■ **Questions**:
1 - Please summarize the text about the Carmina Chamber Choir in two sentences.
2 - In the text about the Carmina Chamber Choir, where and when did the group give its first public concert?

■ **Exercise text**:
╔══
Icelandic vocal ensemble

The Carmina Chamber Choir is an Icelandic ensemble whose main focus is to perform Renaissance polyphony and music from Icelandic music manuscripts of the Renaissance and Baroque eras.

== History ==
The group was founded in 2004 by the Icelandic musicologist Árni Heimir Ingólfsson, who has been its conductor and artistic director from the beginning.

The group gave its first public concert at the Skálholt Summer Concerts in Iceland in June 2004, with a program devoted to works by Josquin des Prez. A year later, the choir presented a program, again at the Skálholt Summer Concerts, with music to texts from the Song of Songs, by Giovanni Pierluigi da Palestrina, Jacobus Clemens (non Papa), and others.

In 2007, the group released its first CD on the Smekkleysa label, with music from the Icelandic manuscript Melódía (Rask 98), written ca. 1660–70. This CD received excellent reviews, including an Editor's Choice in Gramophone magazine, where musicologist David Fallows called the project "a triumph." The CD also won the Icelandic Music Awards for Classical CD of the year, and was listed as the best classical recording of the year by the newspaper Morgunblaðið. In 2010, the ensemble released another CD with music from an Icelandic manuscript, Hymnodia sacra from 1742. Again, this CD won the Icelandic Music Awards for Classical CD of the year. It also received excellent reviews, including from Andrew Mellor in Classic FM Magazine, where he described the Carmina Chamber Choir as "one of Iceland’s foremost ensembles of its kind" and their performance on the CD as "exceptionally and attractively pure, though spiced with the bouncy, curvaceous lilt of the Icelandic language and accent." The group's latest release on digital streaming platforms is Tónlist liðinna alda (Music of Ages Past), a collection of music from Icelandic manuscripts that accompanied Árni Heimir Ingólfsson's 2019 book by the same name.
╚══
(Items from a dataset)
╔══
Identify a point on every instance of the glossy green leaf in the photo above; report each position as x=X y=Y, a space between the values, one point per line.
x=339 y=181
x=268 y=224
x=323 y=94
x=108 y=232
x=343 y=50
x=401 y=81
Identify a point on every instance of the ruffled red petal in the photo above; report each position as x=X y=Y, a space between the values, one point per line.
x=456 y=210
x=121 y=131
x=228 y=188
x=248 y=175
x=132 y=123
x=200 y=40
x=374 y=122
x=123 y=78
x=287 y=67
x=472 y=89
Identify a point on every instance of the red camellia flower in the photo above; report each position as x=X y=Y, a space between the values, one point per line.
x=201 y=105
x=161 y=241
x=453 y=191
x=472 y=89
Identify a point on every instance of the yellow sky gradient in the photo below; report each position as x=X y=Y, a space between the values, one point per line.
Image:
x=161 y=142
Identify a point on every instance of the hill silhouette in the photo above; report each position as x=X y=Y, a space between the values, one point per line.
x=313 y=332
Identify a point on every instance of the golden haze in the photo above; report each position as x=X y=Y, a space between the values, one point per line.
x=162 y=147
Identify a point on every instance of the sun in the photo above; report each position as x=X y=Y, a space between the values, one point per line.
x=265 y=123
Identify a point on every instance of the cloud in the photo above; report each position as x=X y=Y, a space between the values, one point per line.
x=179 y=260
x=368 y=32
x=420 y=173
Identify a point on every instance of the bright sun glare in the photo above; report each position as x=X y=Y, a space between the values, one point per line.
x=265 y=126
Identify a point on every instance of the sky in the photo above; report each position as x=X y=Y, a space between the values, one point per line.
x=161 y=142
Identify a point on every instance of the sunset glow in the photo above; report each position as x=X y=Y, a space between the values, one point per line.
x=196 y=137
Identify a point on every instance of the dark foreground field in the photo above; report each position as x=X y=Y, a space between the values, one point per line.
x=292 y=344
╚══
■ **Per-task answers**:
1 - The Carmina Chamber Choir is an Icelandic ensemble, founded and conducted since 2004 by musicologist Árni Heimir Ingólfsson, that focuses on Renaissance polyphony and music from Icelandic manuscripts of the Renaissance and Baroque eras. Its CDs of music from the manuscripts Melódía (2007) and Hymnodia sacra (2010) each won the Icelandic Music Awards for Classical CD of the year and received excellent reviews.

2 - At the Skálholt Summer Concerts in Iceland in June 2004.